(Stored dataset items)
..............................
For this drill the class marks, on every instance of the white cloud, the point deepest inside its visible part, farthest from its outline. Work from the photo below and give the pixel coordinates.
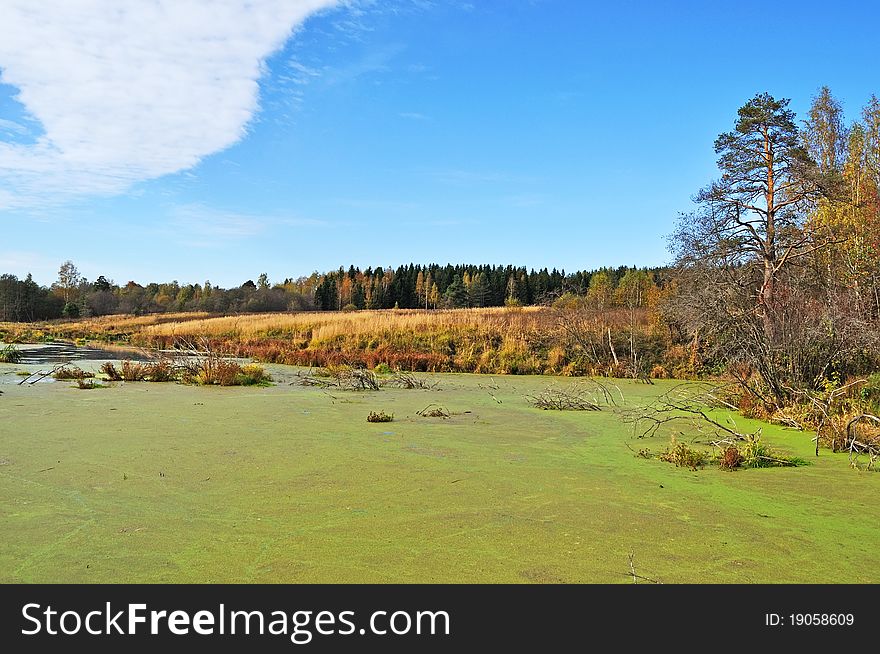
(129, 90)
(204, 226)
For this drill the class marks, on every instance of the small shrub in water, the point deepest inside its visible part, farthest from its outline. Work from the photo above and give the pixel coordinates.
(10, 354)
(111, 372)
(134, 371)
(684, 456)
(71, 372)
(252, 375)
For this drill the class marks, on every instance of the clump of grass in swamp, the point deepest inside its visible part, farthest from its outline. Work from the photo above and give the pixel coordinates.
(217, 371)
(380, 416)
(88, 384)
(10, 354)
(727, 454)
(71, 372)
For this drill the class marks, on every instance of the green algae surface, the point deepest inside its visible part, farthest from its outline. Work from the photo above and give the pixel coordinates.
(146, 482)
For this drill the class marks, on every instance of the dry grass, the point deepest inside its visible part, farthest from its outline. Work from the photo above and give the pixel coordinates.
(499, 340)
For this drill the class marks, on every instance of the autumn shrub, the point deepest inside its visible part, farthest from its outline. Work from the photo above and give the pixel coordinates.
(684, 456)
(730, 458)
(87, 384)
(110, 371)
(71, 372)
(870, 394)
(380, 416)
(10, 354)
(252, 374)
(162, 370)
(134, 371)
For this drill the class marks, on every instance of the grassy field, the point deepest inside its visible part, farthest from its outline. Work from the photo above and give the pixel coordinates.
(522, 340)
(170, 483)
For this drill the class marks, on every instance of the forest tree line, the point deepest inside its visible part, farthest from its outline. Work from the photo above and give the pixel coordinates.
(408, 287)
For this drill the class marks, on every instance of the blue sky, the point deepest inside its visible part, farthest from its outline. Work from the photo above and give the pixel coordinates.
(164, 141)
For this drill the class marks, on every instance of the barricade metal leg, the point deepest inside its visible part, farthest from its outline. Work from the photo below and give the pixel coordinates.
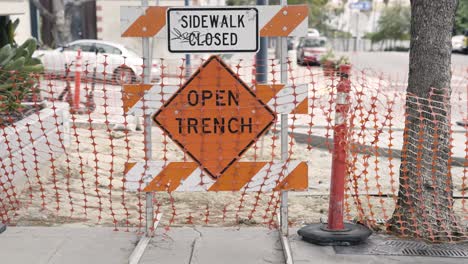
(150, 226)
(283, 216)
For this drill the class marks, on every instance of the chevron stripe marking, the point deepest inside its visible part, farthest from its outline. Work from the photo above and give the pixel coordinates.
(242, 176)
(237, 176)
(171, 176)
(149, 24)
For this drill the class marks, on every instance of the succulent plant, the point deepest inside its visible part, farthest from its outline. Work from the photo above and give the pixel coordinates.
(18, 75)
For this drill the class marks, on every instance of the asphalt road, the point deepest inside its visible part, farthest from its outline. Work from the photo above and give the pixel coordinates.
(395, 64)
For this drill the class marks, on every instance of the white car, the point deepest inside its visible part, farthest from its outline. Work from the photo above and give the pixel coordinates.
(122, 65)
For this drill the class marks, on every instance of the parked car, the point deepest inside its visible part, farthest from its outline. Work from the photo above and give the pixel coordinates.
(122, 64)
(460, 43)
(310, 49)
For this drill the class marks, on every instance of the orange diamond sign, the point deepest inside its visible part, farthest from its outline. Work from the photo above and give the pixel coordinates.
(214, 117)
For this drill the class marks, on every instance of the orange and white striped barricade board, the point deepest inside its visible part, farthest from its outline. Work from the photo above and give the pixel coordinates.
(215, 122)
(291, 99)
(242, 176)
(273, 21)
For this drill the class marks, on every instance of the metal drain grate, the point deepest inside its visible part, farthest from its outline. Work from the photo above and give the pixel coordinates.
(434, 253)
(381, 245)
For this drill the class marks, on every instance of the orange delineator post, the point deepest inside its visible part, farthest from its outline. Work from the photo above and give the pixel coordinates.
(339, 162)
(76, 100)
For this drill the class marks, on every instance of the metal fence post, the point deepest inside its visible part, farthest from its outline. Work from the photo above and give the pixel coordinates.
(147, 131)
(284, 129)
..............................
**Aim of the exercise:**
Copy each line exactly, and leave the pictures out of your copy.

**Exercise answer:**
For this drill the class marks, on every instance of the white cloud, the point deepest inside its visible part, farthest from its outline. Work from the photo below and give the pixel coordinates.
(129, 90)
(204, 226)
For this drill the class marks, on every instance of the small shrub in water, the point deepest inside its visible part, farthest from its outline. Work from the photo above and give the pixel coordinates.
(10, 354)
(111, 372)
(134, 371)
(684, 456)
(71, 372)
(252, 375)
For this drill the class marks, on every instance of the clump of grass in swamp, the point deepest inside its visible part, farthest from its outline. Work from the photo above and give the pixel coordinates.
(217, 371)
(380, 416)
(88, 384)
(10, 354)
(727, 454)
(71, 372)
For this drill the class marks, on every instance of the green algae surface, the point deepest inside its visible part, farthest from its outline. Work from the photo above and give the pixel coordinates.
(146, 482)
For this drill the class marks, on every instance of the dry grass, the point deepest inside its visible part, farthest from its outline. Work from the photo above and give the pixel coordinates.
(499, 340)
For this drill the class marks, on every instance of the autumn shrub, the point deepest inside its visible part, farthest from its outline. Work from the photo above and give the pixel coordinates.
(684, 456)
(730, 458)
(87, 384)
(110, 371)
(71, 372)
(870, 394)
(380, 416)
(10, 354)
(252, 374)
(162, 370)
(134, 371)
For this drill the class marks, on every instance of the grassy field, the point deepest inside its visible part, farthest from its outline. Work from the photo above and give the pixel coordinates.
(522, 340)
(170, 483)
For this drill the class marks, on every instance of the forest tree line, the point deepest inside its visible part, farthest from its outline. Work from the photo above and give the pixel coordinates.
(408, 287)
For this drill the class marks, on every instance of the blue sky, the point deepest inside its visible part, farthest from its outline. Work from the photo above and give the pixel coordinates.
(164, 141)
For this drill the class marks, on every instance of the barricade metal leg, the point deepest inside its visible part, farthest from its outline. Work from the photo below and give the pixel coordinates.
(150, 226)
(283, 216)
For this drill the class marks, on every instance of the chevron stripe marking, the point deepest inside its visible part, farthest from its outline. Work from the photo above and give the pixel coordinates.
(242, 176)
(237, 176)
(171, 176)
(149, 24)
For this drill the class marks, on every instance of the succulent plant, the point deepest inside its visible part, farthest from its outline. Work from the photo above and give the pixel coordinates.
(18, 75)
For this drill the class marks, on every instance of the asphalt road, the point deepest inside its visible part, farthest from its outline. Work from the photo above and give the pixel coordinates.
(395, 64)
For this drill the class marks, on every instance of the white car, the point deepest inside its visible part, farthest from its outline. Work from the photo above and give the pixel coordinates.
(122, 65)
For this drill the class marks, on every instance of the parked car, the point deepest inside its visible part, farthest from its outline. Work from the photo above and give the pixel coordinates.
(122, 64)
(460, 43)
(310, 49)
For this drill the class marks, on every instance of the orange diamond sign, the point deepest inside its visible part, farthest from its outline. Work from the photo above and give the pixel coordinates.
(214, 117)
For this drill the class marks, on every instance of the orange and white striped barricade board, the point deepest inside its visible part, farthest from its outline. Work from the photo above and give the pixel coordinates.
(215, 122)
(291, 99)
(242, 176)
(273, 21)
For this drill the class marks, on every instance of the metal drain grate, the point deepest inside its visible part, farthest from its outline. Work from the photo above and give the pixel coordinates.
(434, 253)
(381, 245)
For this drill the class marks, on every instance of the orange delineator post, the point deepest inside its visible part, farthest from its outline. Work from the photo above and give the pixel coordinates.
(339, 162)
(76, 100)
For this drill the class marks, on every instance of the metal fence post, the point deepest inside its visible part, farthest from its outline. Work from the photo above and give the pixel coordinates.
(147, 131)
(284, 129)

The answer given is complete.